── Material for this exercise

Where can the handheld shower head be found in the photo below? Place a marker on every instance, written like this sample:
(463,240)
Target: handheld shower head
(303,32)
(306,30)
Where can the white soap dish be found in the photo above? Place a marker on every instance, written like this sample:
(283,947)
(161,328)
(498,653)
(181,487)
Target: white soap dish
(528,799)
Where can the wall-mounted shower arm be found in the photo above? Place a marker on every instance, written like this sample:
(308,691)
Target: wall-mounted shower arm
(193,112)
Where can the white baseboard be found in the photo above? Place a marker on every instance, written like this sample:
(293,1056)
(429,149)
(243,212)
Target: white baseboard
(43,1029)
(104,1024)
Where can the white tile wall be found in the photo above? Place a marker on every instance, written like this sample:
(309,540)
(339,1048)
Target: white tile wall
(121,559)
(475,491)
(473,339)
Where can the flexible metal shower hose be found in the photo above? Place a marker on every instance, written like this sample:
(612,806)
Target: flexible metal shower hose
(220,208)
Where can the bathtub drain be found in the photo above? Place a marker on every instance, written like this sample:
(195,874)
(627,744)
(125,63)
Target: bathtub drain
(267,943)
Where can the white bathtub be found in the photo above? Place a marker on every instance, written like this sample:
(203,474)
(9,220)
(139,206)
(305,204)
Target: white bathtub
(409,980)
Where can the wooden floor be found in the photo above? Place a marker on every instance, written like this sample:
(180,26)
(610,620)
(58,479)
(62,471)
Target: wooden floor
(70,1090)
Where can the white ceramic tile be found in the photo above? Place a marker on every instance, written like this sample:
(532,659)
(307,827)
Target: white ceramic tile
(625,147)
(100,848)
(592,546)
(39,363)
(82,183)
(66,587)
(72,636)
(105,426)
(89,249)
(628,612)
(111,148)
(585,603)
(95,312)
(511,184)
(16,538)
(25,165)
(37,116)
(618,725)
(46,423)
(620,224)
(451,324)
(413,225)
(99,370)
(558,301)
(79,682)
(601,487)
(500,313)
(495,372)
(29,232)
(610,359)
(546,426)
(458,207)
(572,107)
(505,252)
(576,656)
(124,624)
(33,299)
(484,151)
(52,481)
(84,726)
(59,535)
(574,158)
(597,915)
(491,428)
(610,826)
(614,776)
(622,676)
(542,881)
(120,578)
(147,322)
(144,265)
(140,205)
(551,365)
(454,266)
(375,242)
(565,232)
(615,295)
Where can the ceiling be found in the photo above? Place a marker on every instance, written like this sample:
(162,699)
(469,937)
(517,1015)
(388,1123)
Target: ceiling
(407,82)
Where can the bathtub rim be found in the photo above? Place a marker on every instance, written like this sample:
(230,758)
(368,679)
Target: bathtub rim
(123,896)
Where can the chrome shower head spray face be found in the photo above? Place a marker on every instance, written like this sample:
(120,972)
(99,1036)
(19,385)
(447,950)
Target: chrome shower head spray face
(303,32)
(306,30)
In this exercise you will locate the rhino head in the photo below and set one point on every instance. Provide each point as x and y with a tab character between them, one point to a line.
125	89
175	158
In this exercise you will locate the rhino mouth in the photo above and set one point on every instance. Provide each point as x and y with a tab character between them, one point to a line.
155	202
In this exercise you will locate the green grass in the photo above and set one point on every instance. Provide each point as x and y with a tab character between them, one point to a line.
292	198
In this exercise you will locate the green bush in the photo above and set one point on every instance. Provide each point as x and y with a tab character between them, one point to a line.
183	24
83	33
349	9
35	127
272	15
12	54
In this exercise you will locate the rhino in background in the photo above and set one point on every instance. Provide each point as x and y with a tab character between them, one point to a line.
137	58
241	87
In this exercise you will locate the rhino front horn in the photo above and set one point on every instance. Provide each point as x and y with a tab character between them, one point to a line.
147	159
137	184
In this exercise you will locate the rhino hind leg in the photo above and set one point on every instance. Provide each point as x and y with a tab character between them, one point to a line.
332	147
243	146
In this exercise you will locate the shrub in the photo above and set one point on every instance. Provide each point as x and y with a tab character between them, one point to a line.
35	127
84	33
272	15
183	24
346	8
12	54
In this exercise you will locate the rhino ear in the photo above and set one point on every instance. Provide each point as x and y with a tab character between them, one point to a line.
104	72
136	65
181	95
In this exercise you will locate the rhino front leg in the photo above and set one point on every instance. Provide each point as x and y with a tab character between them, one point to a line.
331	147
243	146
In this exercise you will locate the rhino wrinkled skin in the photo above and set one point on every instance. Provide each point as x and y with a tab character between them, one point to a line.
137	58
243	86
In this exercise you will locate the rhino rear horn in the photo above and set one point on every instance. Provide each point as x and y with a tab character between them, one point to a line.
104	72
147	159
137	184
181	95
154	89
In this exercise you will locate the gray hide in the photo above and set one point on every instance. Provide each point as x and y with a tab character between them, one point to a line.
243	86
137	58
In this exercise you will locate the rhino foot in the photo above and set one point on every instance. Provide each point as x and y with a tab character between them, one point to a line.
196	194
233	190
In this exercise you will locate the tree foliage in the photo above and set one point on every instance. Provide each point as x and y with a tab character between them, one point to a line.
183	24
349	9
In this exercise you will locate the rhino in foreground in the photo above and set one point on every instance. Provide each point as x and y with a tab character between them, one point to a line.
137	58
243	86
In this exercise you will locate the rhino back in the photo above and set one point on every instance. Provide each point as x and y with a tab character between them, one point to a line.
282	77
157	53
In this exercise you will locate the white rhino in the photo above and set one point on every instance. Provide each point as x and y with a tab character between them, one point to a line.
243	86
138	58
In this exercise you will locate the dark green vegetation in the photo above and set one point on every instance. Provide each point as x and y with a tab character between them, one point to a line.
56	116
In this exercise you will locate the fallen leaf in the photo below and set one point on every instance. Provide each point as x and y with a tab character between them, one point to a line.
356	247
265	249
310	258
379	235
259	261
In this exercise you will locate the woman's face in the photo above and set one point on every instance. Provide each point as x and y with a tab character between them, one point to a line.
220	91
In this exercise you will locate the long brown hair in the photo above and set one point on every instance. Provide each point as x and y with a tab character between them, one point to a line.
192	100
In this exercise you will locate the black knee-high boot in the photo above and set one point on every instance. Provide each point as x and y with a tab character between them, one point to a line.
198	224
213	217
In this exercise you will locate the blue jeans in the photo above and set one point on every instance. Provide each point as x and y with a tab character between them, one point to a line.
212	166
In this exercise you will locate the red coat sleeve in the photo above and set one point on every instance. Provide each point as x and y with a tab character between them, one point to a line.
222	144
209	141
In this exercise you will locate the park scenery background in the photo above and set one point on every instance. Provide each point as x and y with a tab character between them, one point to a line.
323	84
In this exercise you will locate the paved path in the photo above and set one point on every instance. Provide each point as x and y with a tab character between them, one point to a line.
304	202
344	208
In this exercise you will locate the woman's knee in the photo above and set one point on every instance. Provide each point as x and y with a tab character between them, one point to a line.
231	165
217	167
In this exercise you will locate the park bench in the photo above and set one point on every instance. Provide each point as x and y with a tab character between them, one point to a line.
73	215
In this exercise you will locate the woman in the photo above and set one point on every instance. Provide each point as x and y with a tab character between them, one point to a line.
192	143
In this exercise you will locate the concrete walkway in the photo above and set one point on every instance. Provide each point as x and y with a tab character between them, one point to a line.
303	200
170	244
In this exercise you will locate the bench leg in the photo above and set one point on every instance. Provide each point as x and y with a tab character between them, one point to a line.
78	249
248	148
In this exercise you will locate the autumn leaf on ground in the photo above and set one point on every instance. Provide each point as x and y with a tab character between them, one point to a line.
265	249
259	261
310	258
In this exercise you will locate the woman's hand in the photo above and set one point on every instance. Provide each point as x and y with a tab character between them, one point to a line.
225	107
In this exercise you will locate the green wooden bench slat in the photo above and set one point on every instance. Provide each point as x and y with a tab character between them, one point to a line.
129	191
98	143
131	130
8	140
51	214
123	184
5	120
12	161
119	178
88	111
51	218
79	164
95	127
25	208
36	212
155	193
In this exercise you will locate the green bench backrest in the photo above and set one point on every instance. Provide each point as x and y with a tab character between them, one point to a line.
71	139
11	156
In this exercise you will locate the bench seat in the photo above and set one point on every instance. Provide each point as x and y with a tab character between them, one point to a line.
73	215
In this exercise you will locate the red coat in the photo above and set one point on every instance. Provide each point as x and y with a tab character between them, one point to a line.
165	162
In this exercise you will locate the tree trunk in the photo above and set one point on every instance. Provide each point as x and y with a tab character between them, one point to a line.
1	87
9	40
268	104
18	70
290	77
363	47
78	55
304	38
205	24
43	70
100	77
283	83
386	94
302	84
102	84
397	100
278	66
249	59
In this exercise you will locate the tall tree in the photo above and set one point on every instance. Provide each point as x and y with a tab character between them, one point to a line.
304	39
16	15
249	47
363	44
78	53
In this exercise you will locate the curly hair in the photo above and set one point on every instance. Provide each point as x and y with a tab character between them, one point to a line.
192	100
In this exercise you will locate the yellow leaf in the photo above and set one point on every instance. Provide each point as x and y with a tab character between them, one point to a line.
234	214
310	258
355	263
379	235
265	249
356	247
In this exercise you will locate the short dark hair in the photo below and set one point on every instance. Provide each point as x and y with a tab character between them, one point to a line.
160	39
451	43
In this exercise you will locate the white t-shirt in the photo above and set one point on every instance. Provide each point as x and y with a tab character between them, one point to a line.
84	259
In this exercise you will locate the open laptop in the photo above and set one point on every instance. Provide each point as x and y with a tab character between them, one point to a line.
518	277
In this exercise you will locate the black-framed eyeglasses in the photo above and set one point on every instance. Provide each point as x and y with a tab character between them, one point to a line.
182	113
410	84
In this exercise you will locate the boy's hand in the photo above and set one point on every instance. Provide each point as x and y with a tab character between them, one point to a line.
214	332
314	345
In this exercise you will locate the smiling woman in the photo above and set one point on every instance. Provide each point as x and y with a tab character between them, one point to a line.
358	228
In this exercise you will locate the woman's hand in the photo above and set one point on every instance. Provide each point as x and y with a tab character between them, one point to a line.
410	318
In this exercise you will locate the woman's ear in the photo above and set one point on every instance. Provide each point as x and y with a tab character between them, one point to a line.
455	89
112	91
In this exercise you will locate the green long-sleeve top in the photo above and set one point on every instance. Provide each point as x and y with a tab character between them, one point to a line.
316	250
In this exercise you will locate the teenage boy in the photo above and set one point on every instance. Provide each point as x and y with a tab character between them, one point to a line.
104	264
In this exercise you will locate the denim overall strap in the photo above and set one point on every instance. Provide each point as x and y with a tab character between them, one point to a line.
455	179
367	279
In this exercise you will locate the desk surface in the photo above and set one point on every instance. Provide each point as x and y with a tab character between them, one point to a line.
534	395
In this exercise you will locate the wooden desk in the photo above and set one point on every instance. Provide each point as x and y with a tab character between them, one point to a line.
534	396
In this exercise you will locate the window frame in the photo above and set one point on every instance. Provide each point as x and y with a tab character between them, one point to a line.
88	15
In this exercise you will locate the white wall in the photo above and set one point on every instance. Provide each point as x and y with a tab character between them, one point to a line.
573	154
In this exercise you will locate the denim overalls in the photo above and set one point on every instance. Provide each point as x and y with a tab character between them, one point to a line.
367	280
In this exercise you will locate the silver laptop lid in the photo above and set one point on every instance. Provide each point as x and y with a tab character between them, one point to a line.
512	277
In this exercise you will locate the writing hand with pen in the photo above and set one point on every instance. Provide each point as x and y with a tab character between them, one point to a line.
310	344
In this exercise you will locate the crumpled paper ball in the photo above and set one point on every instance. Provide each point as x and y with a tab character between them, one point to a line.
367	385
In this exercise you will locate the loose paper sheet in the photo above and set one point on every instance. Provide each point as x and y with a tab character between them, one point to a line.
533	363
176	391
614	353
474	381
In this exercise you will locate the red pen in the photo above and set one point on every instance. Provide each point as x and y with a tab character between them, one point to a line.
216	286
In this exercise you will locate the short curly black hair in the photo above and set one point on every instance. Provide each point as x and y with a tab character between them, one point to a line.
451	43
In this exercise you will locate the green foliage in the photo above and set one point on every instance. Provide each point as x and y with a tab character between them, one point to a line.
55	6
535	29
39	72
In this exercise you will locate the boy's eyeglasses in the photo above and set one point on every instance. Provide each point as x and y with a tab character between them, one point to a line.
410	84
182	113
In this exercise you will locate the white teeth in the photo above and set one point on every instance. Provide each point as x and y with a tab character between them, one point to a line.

────

*Assigned task*:
Only one span is to be repeated: the line with "In this exercise you will locate the boy's eyeglasses" through the final line of the entries above, word for word.

*Response to this exercise*:
In this exercise you will locate the boy's eyeglasses in the photo above and set one point on every instance. Provide each point as x and y with a tab character between them, one point to a line.
410	84
182	113
In this exercise you will locate the white teeth in the photo above and set one point on every instance. Provide each point as x and y with a tab character between them, one point to a line.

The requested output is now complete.